__KUTIPAN SUMBER__.
# # # # #

Teknologi Cloud Ternyata Dipakai UEFA untuk Liga Champion
Bisnis cloud Indonesia kini tengah marak dan tengah diminati, ini karena dunia bisnis online kini berkembang cukup pesat di Indonesia. Namun ternyata cloud atau media penyimpanan ini juga digunakan oleh UEFA untuk kompetisi antar klub-klub benua Eropa, Liga Champion. Teknologi cloud computing ini mulai dipergunakan UEFA untuk Liga Champion pada musim 2012 yang bekerjasama dengan penyedia layanan Interoute.
Penggunaan teknologi ini telah melakukan perbaikan dan pengelolaan infrastruktur dan aplikasi-aplikasi ITnya. Nah, aplikasi yang ditaruh pada sistem cloud computing ini adalah F.A.M.E. (Football Administration and Management Environment) yang sejenis dengan sistem ERP (Enterprise Resource Management) dengan menggunakan basis web. Sistem ini dibangun sendiri oleh badan asosiasi sepakbola benua Eropa ini dengan dibantu oleh IT Developer asal Italia, Deltatre.
Pada awalnya, sistem ini dibuat oleh UEFA punya 3 fungsi, seperti manajemen travel. Namun dengan berkembangnya teknologi, maka cakupan fungsi makin diperluas dan masuk ke dalam 15 bidang untuk pengelolaan semua kompetisi baik Liga Champion bahkan Europa League. Ke-15 fungsi tersebut meliputi, pemilihan media yang akan bekerjasama, jualan tiket pertandingan, transportasi, hingga statistik setiap pertandingan dan info lengkap tentang tim sekaligus yang berlaga di Liga Champion.

# # # # #

__DATA YANG DIBERIKAN__.

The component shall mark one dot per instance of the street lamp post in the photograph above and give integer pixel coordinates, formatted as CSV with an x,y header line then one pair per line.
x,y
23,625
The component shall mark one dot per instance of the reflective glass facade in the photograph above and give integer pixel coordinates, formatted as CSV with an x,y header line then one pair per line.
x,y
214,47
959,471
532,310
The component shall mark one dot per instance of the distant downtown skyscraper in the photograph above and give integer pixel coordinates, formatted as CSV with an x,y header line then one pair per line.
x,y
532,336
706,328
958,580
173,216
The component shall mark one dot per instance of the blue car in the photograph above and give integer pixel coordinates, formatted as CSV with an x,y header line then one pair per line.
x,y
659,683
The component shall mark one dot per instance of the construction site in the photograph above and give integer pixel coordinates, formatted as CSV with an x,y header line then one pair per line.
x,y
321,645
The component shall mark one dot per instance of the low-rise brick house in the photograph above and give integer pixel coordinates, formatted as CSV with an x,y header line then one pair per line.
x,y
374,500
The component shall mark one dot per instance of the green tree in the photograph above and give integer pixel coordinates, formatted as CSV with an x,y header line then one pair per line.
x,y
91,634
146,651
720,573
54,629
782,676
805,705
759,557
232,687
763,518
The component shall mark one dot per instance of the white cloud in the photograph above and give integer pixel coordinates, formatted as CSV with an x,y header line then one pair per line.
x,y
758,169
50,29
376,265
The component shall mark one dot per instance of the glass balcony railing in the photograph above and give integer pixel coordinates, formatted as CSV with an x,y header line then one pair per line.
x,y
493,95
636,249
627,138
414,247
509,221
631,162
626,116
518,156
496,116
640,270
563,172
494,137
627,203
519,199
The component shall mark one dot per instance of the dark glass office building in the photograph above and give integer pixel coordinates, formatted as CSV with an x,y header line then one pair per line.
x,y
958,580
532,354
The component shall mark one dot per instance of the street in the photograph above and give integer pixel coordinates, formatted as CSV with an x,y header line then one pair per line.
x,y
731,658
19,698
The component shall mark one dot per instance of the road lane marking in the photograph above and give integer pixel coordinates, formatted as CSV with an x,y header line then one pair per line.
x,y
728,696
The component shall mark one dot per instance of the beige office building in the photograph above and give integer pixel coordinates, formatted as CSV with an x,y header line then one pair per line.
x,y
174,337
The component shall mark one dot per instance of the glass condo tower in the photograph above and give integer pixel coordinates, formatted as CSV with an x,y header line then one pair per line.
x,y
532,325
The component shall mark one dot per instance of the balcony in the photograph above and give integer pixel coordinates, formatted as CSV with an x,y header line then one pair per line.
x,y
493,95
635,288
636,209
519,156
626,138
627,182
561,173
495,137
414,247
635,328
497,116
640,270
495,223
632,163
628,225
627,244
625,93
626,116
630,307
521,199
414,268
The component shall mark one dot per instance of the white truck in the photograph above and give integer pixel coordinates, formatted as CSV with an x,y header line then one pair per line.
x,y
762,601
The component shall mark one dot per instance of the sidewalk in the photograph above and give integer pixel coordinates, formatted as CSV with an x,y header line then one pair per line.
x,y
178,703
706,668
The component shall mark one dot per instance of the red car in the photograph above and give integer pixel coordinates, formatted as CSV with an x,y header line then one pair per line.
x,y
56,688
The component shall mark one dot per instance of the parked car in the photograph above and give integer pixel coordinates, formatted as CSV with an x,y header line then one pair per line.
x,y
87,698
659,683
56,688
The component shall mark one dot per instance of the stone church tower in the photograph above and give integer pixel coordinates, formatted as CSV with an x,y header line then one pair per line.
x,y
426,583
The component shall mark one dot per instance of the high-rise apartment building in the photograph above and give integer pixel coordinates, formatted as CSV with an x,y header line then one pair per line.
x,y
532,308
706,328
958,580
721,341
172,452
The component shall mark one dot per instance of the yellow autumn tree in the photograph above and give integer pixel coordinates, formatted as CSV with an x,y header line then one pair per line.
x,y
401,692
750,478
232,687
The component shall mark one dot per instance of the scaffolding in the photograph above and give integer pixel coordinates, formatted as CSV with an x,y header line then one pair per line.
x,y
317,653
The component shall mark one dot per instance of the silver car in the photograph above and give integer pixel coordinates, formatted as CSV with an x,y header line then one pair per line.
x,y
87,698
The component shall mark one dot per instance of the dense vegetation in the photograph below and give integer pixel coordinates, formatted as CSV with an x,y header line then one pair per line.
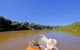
x,y
8,25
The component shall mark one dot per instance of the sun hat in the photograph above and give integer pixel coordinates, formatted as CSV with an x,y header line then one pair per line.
x,y
50,43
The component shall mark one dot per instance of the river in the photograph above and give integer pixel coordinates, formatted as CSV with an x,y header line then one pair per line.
x,y
17,40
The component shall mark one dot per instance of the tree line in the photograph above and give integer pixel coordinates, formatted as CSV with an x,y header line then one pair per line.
x,y
8,25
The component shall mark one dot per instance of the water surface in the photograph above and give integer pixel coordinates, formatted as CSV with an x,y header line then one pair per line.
x,y
17,40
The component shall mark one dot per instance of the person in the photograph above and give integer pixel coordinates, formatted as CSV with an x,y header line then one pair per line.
x,y
33,45
50,43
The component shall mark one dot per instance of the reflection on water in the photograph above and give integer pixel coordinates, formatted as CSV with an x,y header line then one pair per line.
x,y
17,40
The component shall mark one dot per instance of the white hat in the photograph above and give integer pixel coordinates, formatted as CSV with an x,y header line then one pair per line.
x,y
50,43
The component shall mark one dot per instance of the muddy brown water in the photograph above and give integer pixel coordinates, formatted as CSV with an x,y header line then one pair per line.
x,y
17,40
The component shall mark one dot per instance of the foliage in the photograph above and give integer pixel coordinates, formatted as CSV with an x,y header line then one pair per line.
x,y
7,25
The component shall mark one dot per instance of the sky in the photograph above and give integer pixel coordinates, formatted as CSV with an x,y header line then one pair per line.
x,y
46,12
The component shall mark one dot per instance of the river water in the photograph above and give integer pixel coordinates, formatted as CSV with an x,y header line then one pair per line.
x,y
17,40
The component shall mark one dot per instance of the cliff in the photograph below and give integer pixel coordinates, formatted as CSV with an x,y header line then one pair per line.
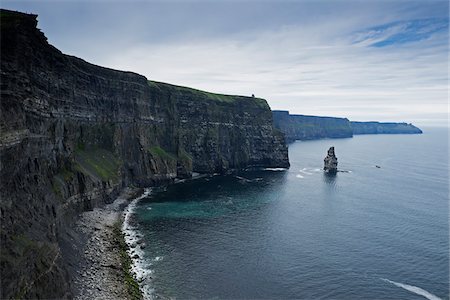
x,y
73,134
383,128
301,127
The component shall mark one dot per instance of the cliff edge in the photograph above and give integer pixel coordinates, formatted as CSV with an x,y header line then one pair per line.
x,y
74,134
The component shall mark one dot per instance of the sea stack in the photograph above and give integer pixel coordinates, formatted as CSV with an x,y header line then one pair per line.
x,y
330,161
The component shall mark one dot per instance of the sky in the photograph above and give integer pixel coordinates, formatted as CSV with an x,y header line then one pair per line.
x,y
384,60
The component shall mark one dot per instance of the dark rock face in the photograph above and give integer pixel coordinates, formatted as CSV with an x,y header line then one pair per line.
x,y
384,128
301,127
330,161
73,134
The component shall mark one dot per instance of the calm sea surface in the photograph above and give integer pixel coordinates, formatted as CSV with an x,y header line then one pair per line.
x,y
366,233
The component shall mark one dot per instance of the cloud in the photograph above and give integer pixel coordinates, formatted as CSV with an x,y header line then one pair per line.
x,y
365,60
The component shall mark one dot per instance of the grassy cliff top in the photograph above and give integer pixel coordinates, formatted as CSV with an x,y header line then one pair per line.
x,y
207,95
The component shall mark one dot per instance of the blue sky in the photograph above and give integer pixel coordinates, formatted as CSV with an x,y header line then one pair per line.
x,y
365,60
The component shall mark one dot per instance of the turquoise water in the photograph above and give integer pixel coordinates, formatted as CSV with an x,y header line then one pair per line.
x,y
366,233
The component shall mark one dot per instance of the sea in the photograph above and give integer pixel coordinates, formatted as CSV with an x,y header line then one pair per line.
x,y
378,229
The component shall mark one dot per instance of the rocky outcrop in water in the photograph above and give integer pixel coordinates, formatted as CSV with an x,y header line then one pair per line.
x,y
301,127
384,128
74,134
330,161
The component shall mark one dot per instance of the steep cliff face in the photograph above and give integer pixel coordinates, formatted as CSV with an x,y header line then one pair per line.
x,y
300,127
73,134
383,128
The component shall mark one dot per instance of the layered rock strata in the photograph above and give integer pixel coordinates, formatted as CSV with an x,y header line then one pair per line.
x,y
301,127
330,161
74,134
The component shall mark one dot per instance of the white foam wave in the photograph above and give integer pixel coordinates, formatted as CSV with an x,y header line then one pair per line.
x,y
413,289
139,267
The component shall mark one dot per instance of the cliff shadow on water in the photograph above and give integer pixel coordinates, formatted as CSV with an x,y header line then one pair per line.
x,y
74,134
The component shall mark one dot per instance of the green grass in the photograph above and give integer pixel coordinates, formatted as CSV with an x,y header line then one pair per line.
x,y
159,152
207,95
99,163
129,280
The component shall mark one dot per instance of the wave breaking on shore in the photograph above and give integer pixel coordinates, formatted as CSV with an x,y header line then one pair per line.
x,y
133,239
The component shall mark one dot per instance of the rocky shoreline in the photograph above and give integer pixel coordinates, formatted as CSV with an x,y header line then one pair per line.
x,y
101,266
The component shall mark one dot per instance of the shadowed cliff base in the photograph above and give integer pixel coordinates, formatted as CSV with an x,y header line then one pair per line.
x,y
73,135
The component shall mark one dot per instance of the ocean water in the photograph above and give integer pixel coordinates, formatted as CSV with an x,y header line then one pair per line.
x,y
365,233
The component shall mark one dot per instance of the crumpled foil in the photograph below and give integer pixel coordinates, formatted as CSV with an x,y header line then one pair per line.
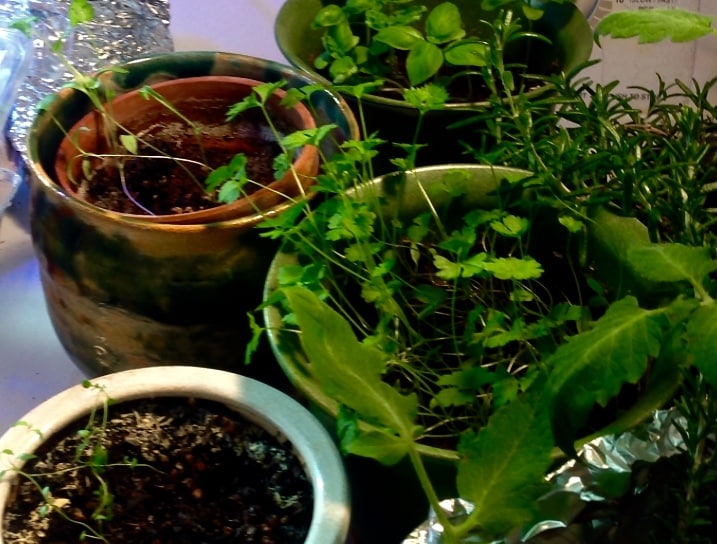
x,y
120,31
575,483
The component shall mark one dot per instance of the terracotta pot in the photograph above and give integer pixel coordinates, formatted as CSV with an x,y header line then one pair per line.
x,y
125,292
196,98
274,411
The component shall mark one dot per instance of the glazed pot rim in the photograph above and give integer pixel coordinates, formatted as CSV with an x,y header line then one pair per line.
x,y
305,165
221,63
249,397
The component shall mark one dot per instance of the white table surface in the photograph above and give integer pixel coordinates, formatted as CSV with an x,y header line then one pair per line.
x,y
33,364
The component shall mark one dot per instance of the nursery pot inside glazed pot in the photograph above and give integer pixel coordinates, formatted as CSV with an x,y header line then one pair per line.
x,y
166,174
124,291
234,407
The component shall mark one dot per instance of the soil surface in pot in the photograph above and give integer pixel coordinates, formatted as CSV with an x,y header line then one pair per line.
x,y
165,186
202,474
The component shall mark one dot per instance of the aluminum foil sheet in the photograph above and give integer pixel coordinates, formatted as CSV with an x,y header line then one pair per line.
x,y
575,484
121,30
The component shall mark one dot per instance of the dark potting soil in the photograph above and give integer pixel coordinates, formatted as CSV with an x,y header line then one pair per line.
x,y
165,186
203,474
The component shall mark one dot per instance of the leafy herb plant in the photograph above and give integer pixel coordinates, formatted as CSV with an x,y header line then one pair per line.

# # # # #

__PEKERJAAN YANG DIMINTA__.
Ambil bagian teks tentang teknologi cloud untuk Liga Champion dari "Penggunaan teknologi ini" sampai "asal Italia, Deltatre." tanpa mengubah satu kata pun.

__SOAL TERJAWAB__.
Penggunaan teknologi ini telah melakukan perbaikan dan pengelolaan infrastruktur dan aplikasi-aplikasi ITnya. Nah, aplikasi yang ditaruh pada sistem cloud computing ini adalah F.A.M.E. (Football Administration and Management Environment) yang sejenis dengan sistem ERP (Enterprise Resource Management) dengan menggunakan basis web. Sistem ini dibangun sendiri oleh badan asosiasi sepakbola benua Eropa ini dengan dibantu oleh IT Developer asal Italia, Deltatre.